Material shown:
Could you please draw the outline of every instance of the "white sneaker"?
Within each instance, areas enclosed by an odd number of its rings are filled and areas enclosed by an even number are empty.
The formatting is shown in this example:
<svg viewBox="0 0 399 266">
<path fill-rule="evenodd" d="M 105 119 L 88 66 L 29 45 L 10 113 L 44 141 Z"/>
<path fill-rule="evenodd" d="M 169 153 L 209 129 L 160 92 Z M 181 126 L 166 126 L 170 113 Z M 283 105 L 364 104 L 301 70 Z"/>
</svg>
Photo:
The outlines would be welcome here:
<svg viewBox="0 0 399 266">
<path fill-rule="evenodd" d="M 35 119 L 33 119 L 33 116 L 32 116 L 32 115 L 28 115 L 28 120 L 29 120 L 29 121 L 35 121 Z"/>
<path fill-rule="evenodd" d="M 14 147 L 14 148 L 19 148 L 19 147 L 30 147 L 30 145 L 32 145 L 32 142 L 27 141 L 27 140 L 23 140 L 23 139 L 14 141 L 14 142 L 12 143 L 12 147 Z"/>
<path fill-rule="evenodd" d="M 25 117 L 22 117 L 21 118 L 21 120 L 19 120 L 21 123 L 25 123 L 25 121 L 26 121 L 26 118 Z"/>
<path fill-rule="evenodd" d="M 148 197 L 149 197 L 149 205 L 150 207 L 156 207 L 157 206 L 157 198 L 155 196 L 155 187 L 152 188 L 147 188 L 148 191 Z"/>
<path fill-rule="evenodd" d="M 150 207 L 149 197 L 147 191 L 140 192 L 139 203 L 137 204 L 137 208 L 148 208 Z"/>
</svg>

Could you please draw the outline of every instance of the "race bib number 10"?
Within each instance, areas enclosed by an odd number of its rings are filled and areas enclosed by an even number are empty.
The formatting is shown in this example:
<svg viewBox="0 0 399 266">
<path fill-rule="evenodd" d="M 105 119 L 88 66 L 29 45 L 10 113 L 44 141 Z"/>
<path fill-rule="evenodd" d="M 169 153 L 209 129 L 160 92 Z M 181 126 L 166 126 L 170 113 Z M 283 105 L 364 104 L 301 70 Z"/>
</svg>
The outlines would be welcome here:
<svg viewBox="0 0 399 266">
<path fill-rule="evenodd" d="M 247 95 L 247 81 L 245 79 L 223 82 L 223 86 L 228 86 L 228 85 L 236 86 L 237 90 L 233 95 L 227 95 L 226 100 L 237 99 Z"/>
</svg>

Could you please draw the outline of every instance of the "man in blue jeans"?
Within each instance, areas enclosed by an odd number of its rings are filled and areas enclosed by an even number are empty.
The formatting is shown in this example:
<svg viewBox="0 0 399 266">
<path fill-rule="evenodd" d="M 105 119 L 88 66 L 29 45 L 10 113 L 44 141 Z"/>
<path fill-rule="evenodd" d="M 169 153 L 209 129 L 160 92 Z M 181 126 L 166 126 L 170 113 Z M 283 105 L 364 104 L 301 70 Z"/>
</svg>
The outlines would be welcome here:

Task goal: Retype all the data exactly, line for line.

Answer space:
Could you please draw the outline of every instance of the "white sneaker"?
Within each instance, areas enclosed by an odd number of its rings are filled and areas enclosed by an even number are empty.
The formatting is shown in this example:
<svg viewBox="0 0 399 266">
<path fill-rule="evenodd" d="M 105 119 L 88 66 L 29 45 L 10 113 L 44 141 Z"/>
<path fill-rule="evenodd" d="M 169 153 L 209 129 L 160 92 Z M 181 126 L 166 126 L 170 113 Z M 283 105 L 364 104 L 301 70 Z"/>
</svg>
Photo:
The outlines would be welcome here:
<svg viewBox="0 0 399 266">
<path fill-rule="evenodd" d="M 35 119 L 33 119 L 33 116 L 32 116 L 32 115 L 28 115 L 28 120 L 29 120 L 29 121 L 35 121 Z"/>
<path fill-rule="evenodd" d="M 14 147 L 14 148 L 19 148 L 19 147 L 30 147 L 30 145 L 32 145 L 32 142 L 27 141 L 27 140 L 23 140 L 23 139 L 14 141 L 14 142 L 12 143 L 12 147 Z"/>
<path fill-rule="evenodd" d="M 25 117 L 22 117 L 21 118 L 21 120 L 19 120 L 21 123 L 25 123 L 25 121 L 26 121 L 26 118 Z"/>
<path fill-rule="evenodd" d="M 148 197 L 149 197 L 149 205 L 150 207 L 156 207 L 157 206 L 157 198 L 155 196 L 155 187 L 152 188 L 147 188 L 148 191 Z"/>
<path fill-rule="evenodd" d="M 150 207 L 149 197 L 147 191 L 140 192 L 139 203 L 137 204 L 137 208 L 148 208 Z"/>
</svg>

Could you please draw the outline of every instance of the "race bib number 10"?
Within each instance, areas enclosed by an odd number of its rings are filled and areas enclosed by an even number are empty.
The formatting is shown in this example:
<svg viewBox="0 0 399 266">
<path fill-rule="evenodd" d="M 105 119 L 88 66 L 29 45 L 10 113 L 44 141 Z"/>
<path fill-rule="evenodd" d="M 169 153 L 209 129 L 160 92 Z M 181 126 L 166 126 L 170 113 Z M 283 105 L 364 104 L 301 70 Z"/>
</svg>
The outlines would be welcome here:
<svg viewBox="0 0 399 266">
<path fill-rule="evenodd" d="M 247 95 L 247 81 L 245 79 L 223 82 L 223 86 L 228 86 L 228 85 L 236 86 L 237 90 L 233 95 L 227 95 L 226 100 L 237 99 Z"/>
</svg>

Could you please draw the outline of every instance of the "man in blue jeans"?
Within each instance, areas enclosed by an odd number of its rings are filled and areas enclosed by an even number are empty.
The formatting is shown in this example:
<svg viewBox="0 0 399 266">
<path fill-rule="evenodd" d="M 105 119 L 88 66 L 29 45 L 10 113 L 44 141 Z"/>
<path fill-rule="evenodd" d="M 169 153 L 209 129 L 160 92 Z M 181 126 L 166 126 L 170 113 Z M 283 105 L 364 104 L 301 70 Z"/>
</svg>
The outlines would be welcome here:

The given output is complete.